Requirement: Exactly as they appear, reproduce the lines from the one holding "Target: mural of parliament building" through the last line of the material below.

── Source records

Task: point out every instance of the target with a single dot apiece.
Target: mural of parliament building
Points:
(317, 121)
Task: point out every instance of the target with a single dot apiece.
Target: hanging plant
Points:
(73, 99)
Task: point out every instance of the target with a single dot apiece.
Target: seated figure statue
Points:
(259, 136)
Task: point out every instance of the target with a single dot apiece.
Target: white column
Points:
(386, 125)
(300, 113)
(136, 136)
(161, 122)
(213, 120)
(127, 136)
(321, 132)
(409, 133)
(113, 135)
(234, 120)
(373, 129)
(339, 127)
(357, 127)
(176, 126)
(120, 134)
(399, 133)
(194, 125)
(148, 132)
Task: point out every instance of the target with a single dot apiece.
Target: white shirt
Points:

────

Reply:
Target: mural of parliament building
Points:
(317, 121)
Task: point out every instance of the target with a single dot apiece.
Target: hanging plant
Points:
(73, 99)
Task: point out every instance of the target with a single dot apiece.
Target: seated figure statue
Points:
(259, 136)
Task: point out every instance of the target with a single dot apiece.
Target: white column
Points:
(386, 125)
(300, 113)
(136, 136)
(161, 122)
(213, 120)
(127, 136)
(321, 132)
(409, 133)
(113, 135)
(234, 120)
(373, 129)
(339, 127)
(357, 127)
(176, 126)
(120, 134)
(399, 133)
(194, 125)
(148, 132)
Task: point out every instance of the target with a single dot apiece.
Target: white shirt
Points:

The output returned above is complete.